▸ 本文抜粋:
____________________

横浜医史跡めぐり 4 エルドリッチ(S.Eldridge)

イギリス本国で没するも、遺骨はヨコハマの地に。函館・横浜で治療
衣笠 昭
エルドリッジ
横浜開港当時の医師エルドリッジ

1859年(安政6年)日本最大の貿易港として横浜港が開港しました。同時にアメリカやイギリスを始め各国の人々がいろいろの目的をもって来日したのです。この人達は必ずしも我が国にとって有益となったとは限りませんが、中には本当に日本を愛し、日本人の為に力を尽くした人も数多くおります。その中の一人に横浜の医療に貢献し、今は外人墓地に眠るエルドリッジがおります。

エルドリッジ(Stuart Eldridge)は1843年アメリカに生まれ、維新後間もない1871年(明治4年)28歳で来日し、翌5年北海道に渡り開拓事業の一環として造られた開拓使函館医学校の開校と同時に同校の教授となりました。当時は医学校教授としての人材が不足していたためでしょうが、基礎医学・臨床医学の全部の科目を一人で講義していたとの事です。

____________________

▸ 記録データ:
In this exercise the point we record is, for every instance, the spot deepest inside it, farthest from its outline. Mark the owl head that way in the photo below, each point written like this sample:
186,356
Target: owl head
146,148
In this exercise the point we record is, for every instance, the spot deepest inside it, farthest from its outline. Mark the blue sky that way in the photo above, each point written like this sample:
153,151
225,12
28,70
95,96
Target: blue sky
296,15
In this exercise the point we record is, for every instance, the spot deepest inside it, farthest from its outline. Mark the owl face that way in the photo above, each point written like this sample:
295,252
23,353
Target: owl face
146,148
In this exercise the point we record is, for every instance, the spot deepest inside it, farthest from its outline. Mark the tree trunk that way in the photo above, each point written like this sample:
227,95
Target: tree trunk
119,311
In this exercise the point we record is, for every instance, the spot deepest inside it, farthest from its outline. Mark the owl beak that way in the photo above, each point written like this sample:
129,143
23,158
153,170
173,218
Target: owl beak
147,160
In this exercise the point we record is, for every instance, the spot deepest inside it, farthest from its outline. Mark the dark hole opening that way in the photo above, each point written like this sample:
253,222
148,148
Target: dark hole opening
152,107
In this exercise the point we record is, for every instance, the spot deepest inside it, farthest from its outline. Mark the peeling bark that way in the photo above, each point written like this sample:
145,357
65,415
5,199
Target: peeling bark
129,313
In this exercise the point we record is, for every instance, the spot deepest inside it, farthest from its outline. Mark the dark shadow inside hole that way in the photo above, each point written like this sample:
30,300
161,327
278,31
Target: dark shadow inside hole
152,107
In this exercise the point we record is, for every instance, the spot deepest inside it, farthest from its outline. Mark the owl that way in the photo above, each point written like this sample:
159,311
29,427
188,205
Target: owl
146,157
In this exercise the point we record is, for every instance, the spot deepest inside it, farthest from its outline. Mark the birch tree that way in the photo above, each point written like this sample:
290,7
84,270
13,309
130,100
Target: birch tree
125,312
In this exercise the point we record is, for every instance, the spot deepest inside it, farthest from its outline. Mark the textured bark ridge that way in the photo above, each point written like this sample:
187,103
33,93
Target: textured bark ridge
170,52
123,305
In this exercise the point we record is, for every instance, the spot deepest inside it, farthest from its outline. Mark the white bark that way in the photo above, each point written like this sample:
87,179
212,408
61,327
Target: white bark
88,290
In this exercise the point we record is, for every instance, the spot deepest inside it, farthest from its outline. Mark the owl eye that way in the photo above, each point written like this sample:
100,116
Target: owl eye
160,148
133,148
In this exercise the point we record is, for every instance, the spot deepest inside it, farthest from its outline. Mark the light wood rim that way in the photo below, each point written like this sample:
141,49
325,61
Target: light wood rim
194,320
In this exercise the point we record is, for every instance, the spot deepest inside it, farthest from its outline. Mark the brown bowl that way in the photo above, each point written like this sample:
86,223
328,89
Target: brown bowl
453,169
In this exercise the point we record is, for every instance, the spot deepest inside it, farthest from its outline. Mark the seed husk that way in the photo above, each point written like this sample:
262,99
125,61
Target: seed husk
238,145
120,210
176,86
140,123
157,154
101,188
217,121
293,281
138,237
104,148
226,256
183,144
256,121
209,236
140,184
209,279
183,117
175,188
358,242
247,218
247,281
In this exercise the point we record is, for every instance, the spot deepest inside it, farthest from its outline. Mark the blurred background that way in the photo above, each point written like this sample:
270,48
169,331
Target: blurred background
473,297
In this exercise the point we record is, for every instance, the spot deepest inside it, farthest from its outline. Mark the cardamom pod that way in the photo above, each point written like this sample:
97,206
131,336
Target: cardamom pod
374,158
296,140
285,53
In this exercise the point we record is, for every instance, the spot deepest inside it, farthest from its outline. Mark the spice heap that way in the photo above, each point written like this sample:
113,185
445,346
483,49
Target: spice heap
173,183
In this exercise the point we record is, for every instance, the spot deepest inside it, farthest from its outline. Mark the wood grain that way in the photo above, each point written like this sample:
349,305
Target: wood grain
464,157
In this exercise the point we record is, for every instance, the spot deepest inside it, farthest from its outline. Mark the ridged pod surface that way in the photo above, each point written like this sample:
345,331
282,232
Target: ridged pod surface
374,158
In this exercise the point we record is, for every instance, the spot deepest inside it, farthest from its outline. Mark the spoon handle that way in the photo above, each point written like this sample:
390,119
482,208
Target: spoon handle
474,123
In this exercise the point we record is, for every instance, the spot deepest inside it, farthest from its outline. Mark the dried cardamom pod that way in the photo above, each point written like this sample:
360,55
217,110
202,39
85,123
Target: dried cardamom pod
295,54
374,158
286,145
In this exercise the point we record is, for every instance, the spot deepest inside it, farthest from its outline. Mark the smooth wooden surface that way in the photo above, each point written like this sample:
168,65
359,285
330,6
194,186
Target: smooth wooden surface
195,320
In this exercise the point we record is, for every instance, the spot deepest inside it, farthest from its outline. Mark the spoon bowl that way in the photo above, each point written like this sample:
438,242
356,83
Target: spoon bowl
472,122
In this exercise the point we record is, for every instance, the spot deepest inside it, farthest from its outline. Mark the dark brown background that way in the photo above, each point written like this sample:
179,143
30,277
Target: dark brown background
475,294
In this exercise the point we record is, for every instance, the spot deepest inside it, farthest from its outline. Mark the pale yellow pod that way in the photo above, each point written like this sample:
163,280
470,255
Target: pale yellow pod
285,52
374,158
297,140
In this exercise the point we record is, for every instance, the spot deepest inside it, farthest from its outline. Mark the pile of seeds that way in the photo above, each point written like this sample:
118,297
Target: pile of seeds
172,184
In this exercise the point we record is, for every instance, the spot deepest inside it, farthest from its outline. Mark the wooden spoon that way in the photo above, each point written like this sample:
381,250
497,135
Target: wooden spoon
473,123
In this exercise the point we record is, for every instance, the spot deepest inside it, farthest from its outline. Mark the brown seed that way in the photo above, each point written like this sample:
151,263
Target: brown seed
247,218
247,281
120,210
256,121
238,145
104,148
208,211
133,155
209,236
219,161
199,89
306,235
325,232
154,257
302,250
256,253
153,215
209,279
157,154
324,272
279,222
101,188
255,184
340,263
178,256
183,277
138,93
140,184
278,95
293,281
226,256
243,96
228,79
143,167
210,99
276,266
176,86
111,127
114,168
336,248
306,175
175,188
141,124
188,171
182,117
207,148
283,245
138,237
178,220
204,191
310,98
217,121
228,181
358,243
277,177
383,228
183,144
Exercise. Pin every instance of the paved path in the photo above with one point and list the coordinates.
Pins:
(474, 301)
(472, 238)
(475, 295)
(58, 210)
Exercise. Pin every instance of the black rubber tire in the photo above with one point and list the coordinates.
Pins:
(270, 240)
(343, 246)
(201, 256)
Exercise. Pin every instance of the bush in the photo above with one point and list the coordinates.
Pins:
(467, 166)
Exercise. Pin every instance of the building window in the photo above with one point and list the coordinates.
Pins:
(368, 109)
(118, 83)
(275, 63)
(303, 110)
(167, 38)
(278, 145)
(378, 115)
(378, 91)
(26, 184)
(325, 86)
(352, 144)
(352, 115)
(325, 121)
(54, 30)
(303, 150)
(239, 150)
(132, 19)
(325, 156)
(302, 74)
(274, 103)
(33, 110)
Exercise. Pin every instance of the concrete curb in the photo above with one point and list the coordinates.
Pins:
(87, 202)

____________________

▸ 作業指示:
(a) 横浜の医師エルドリッジに関する本文によると、エルドリッジが来日したのは何年で、その時何歳でしたか。
(b) 横浜の医師エルドリッジに関する本文を、最後の文の後から書き継いでください。

▸ 各項目の解答:
(a) 1871年(明治4年)、28歳のときです。

(b)
また、その頃開設された函館病院で一般患者の治療にあたっただけでなく積極的に病理解剖や司法解剖も行い、1874年(明治7年)ロシア人サルトフの病理解剖、ドイツ人ハーバーの死体検案を行った記録が残っております。

JR石川町駅から行く、外人墓地・エルドリッジ墓碑へのアクセスマップ 函館での任期満了後横浜に移り、山下町の居留地に診療所を開業し、自宅を山手町167番地に定めて日本での本格的な医療に着手したのです。その間、神奈川県衛生顧問、十全医(病)院(横浜市立大学医学部附属病院の前身)外科、山手一般病院(現在診療所となっている)院長、アメリカ領事館衛生顧問、慈恵成医会副会長などの要職を歴任し、明治中期における横浜の医療に貢献した彼の功績は高く評価されています。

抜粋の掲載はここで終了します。